━━━ The input
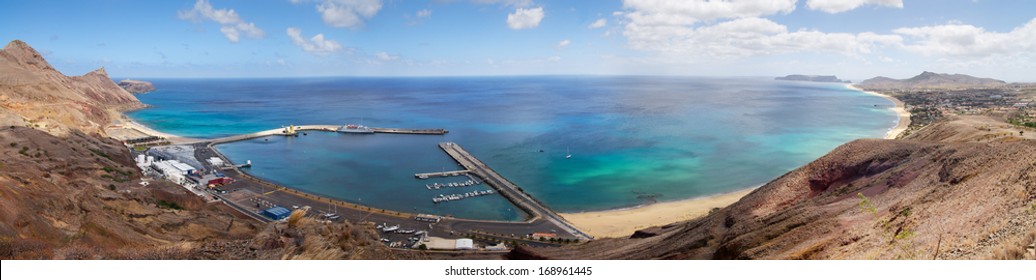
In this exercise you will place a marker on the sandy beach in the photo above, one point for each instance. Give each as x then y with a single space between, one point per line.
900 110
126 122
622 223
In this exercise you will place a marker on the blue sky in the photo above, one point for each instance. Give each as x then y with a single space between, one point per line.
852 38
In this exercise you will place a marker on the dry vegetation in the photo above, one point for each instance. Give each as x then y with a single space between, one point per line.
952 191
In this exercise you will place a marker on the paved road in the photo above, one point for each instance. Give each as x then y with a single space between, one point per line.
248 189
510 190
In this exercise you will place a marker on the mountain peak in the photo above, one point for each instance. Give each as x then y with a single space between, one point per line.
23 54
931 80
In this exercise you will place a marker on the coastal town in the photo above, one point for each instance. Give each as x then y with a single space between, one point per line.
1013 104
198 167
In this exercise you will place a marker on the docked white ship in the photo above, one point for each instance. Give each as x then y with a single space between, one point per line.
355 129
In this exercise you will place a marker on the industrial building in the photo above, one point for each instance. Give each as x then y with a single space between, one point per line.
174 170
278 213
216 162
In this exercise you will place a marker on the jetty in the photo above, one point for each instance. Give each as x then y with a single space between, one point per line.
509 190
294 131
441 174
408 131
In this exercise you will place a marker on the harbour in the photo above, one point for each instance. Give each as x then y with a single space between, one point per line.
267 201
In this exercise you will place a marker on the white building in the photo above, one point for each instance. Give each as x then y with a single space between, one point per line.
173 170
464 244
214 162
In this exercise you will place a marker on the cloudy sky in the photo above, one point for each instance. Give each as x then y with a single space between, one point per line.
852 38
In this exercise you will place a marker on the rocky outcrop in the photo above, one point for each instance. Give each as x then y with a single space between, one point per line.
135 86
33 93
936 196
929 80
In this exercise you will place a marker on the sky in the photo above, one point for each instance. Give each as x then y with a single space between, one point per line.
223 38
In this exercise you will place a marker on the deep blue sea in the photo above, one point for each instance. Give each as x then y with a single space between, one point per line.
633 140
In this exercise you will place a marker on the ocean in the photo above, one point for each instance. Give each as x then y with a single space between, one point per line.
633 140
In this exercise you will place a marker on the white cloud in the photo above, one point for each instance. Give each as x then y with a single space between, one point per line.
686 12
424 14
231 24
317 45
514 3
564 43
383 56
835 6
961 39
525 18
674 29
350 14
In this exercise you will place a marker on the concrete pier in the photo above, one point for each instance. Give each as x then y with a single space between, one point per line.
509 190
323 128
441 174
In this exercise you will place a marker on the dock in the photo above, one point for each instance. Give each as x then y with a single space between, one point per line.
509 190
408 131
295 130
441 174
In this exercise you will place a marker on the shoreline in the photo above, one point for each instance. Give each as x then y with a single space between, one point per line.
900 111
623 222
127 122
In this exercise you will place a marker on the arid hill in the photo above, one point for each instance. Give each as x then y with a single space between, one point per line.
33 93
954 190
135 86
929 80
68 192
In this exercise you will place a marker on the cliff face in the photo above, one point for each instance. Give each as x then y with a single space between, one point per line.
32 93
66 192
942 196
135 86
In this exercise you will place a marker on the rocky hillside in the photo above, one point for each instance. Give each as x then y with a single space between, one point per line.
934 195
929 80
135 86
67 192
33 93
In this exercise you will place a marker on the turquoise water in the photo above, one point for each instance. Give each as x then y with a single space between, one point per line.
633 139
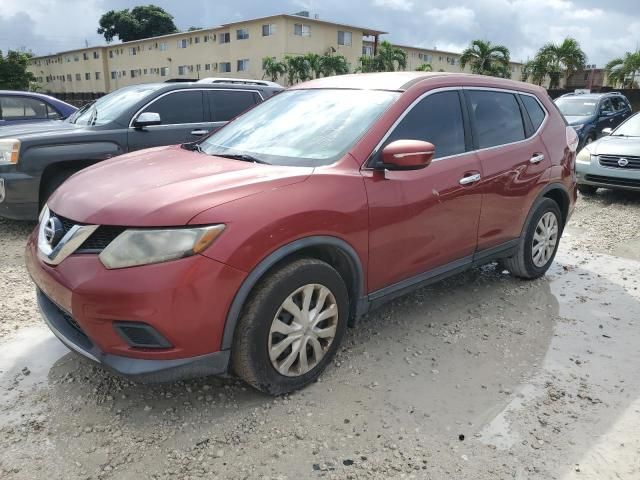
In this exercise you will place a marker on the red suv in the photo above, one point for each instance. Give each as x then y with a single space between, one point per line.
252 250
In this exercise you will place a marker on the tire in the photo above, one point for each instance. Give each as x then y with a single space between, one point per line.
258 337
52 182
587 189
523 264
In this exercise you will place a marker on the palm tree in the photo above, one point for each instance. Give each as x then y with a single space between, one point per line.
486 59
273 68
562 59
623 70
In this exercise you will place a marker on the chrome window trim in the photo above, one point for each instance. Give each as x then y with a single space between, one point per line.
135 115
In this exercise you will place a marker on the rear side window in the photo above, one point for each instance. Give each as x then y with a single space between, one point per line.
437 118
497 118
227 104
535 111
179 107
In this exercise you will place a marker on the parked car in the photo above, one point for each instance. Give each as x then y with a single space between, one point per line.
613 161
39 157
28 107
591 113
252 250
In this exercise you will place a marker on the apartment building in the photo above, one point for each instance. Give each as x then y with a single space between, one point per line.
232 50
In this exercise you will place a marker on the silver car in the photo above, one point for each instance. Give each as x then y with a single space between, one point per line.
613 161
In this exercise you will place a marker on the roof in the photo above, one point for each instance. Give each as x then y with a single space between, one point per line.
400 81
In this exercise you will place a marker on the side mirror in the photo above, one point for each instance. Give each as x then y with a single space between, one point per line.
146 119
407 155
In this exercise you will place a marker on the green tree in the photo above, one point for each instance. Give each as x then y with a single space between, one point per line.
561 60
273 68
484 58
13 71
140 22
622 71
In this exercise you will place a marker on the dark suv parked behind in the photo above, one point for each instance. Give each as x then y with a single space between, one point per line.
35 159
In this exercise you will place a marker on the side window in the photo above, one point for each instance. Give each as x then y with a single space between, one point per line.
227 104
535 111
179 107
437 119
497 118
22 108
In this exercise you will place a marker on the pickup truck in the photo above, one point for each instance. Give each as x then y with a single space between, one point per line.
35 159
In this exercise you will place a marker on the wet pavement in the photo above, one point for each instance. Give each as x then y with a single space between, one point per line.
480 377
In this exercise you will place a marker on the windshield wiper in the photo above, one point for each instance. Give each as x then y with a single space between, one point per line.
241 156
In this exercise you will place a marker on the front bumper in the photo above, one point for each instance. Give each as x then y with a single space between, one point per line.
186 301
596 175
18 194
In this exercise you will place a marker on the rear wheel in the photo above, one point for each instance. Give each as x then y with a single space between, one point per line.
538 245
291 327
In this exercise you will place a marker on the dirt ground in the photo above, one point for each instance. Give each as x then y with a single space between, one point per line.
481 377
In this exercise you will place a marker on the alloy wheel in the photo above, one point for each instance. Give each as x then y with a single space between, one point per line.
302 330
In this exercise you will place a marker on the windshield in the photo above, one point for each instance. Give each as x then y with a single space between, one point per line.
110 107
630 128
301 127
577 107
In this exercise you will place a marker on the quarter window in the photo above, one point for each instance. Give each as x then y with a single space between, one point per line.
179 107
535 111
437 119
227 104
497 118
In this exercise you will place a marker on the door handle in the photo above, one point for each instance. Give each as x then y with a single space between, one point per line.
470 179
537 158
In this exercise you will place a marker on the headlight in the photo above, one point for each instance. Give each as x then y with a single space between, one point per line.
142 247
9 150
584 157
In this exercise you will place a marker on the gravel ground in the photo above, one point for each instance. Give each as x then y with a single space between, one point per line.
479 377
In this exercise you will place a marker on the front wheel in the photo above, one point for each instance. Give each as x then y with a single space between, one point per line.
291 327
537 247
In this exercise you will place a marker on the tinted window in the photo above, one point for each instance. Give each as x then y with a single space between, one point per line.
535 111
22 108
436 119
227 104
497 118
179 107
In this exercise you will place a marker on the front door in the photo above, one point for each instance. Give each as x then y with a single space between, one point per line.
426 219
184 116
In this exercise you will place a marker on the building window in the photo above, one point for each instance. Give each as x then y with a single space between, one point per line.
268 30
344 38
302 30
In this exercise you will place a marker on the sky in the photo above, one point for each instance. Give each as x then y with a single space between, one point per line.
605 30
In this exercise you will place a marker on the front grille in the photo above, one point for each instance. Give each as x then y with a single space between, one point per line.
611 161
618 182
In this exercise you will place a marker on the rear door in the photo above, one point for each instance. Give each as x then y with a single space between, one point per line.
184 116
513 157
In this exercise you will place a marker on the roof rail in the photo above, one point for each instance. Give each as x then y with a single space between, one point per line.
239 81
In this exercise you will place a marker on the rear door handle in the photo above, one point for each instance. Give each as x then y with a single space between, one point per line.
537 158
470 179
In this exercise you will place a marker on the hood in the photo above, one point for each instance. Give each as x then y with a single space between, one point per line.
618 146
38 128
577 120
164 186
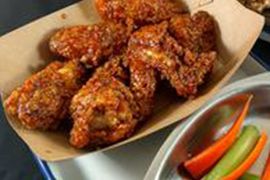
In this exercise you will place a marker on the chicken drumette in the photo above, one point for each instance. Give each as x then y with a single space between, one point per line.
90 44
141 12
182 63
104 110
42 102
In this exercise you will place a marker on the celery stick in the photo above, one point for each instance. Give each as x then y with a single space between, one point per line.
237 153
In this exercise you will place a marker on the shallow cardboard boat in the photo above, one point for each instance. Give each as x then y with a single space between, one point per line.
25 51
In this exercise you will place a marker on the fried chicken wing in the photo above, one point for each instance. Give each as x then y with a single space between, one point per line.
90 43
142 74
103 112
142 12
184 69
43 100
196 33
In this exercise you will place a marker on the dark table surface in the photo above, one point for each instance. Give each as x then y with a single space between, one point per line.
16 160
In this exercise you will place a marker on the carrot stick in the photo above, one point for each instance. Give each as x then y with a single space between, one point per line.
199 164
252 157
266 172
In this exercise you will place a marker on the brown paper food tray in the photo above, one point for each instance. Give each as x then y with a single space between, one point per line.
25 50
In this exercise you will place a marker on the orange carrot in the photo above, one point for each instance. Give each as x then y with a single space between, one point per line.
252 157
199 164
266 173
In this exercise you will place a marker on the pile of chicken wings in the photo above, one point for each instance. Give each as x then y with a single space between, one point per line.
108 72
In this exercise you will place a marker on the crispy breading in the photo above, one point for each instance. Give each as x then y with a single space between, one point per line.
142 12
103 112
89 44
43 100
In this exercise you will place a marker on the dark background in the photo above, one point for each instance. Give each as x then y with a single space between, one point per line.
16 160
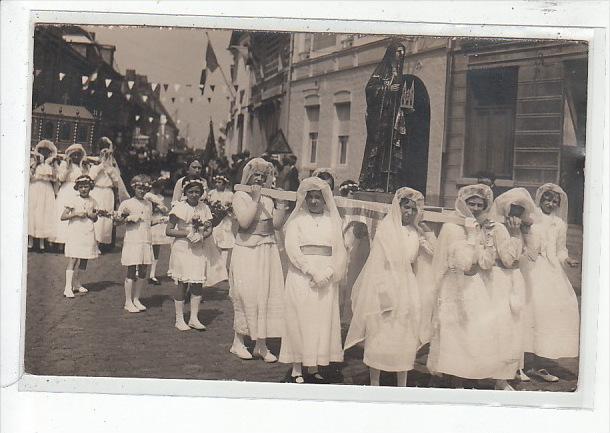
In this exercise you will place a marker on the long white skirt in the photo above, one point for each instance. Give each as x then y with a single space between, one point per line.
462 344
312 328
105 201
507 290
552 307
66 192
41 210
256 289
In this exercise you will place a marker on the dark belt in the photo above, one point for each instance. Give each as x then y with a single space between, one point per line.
━━━━━━
Task objective: All lines from the one containing "In this exercise you will place a marker on the long" through the end of the listing must be transcribed exactly. No other lines belong in the answer.

Output below:
In this exercise you will place a marker on the long white skirt in the photo above, one point for each instance. Give each as x then y with a single space between, one point per line.
462 344
312 328
105 201
507 290
552 307
66 192
41 210
256 289
In this exercise you will place a marker on the dark belt in the photo above, one point for each instance. Give each as x then y with a single space between, one point per line.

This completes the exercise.